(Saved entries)
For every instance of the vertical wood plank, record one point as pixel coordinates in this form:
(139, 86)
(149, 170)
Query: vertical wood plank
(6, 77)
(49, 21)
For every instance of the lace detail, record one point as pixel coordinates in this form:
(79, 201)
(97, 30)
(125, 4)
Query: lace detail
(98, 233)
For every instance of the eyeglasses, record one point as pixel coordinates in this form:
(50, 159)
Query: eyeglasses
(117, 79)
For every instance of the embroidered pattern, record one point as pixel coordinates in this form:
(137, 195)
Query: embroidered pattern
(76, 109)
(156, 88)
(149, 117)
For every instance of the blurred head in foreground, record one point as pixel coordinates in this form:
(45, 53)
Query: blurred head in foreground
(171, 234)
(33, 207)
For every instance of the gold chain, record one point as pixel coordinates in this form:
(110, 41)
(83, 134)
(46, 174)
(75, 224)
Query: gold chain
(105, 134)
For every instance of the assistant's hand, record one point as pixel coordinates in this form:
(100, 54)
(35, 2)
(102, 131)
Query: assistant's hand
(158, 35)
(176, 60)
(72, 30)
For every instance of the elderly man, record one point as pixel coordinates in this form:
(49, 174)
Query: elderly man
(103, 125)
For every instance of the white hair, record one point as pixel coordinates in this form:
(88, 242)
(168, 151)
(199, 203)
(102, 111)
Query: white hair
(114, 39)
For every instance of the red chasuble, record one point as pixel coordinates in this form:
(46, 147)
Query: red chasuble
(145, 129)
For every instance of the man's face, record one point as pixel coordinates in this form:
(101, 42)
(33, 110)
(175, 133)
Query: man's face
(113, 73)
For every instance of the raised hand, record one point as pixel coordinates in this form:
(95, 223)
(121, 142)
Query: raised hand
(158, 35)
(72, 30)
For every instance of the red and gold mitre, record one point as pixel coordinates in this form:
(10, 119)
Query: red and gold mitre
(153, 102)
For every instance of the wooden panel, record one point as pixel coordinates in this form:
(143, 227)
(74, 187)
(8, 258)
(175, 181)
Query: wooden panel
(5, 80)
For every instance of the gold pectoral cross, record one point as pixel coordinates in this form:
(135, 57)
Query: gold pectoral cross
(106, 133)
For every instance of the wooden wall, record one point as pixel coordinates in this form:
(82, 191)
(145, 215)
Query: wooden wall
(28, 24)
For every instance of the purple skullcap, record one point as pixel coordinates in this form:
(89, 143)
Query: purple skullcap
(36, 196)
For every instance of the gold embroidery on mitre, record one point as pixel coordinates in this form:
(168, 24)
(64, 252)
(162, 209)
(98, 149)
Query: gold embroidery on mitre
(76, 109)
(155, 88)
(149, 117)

- **WHAT IS NEEDED**
Reproduce all the records. Keep them exact, please.

- **ANSWER**
For every instance of the vertical wood plank, record one point as pixel coordinates in this form:
(139, 86)
(149, 170)
Query: vertical wood plank
(6, 77)
(49, 21)
For every instance of the lace detail, record one point as pixel coordinates in this form:
(79, 201)
(97, 30)
(125, 4)
Query: lace detail
(98, 233)
For every instance of the eyeglasses, record one point as pixel coordinates in this form:
(50, 159)
Query: eyeglasses
(117, 79)
For every instance of the embroidered pattern, record one point as pixel coordinates in this form:
(137, 195)
Query: embroidered pattern
(76, 109)
(156, 88)
(149, 117)
For every instance of the blurred head in foreground, record one point as pixel coordinates in this form:
(45, 53)
Query: blurred head in foreground
(171, 234)
(33, 207)
For every instance of the gold chain, record one point as pixel coordinates in this form:
(110, 41)
(83, 134)
(46, 174)
(75, 224)
Query: gold chain
(105, 134)
For every instance of the assistant's hand, record one point as pixel coordinates in this form:
(100, 54)
(35, 2)
(102, 131)
Query: assistant's hand
(158, 35)
(176, 60)
(72, 30)
For every instance of the elderly man, record one point as pixel coordinates in this form:
(49, 174)
Query: elderly man
(103, 125)
For every instance of the white hair, record one point as pixel coordinates in this form:
(88, 242)
(168, 151)
(199, 203)
(102, 111)
Query: white hair
(114, 39)
For every instance of the red chasuble, record one point as pixel coordinates in this form:
(46, 147)
Query: red chasuble
(145, 129)
For every instance of the man's face, record one point as pixel coordinates in this form:
(101, 42)
(33, 110)
(175, 133)
Query: man's face
(113, 73)
For every instance of the raised hand, record one point as pixel coordinates in this form:
(95, 223)
(121, 142)
Query: raised hand
(158, 35)
(72, 30)
For every instance of the red and gold mitre, record one point as pixel coordinates in this form:
(10, 119)
Query: red and gold mitre
(153, 102)
For every instance of the wooden panel, record one point as pixel coordinates in this form:
(143, 227)
(74, 187)
(8, 258)
(175, 181)
Query: wooden panel
(5, 80)
For every instance of the gold pectoral cross, record one point as pixel coordinates in this form:
(135, 57)
Query: gold pectoral cross
(106, 133)
For every instance of the wooden wall, record one point as pixel coordinates in this form:
(82, 191)
(145, 215)
Query: wooden wall
(28, 24)
For every instance of the purple skullcap, record one point as pixel coordinates in this form:
(89, 143)
Query: purple skullcap
(36, 196)
For every instance of the gold embroidery on mitre, record one point as pixel coordinates in this form:
(168, 24)
(64, 252)
(162, 209)
(98, 149)
Query: gold embroidery on mitre
(76, 109)
(155, 88)
(149, 117)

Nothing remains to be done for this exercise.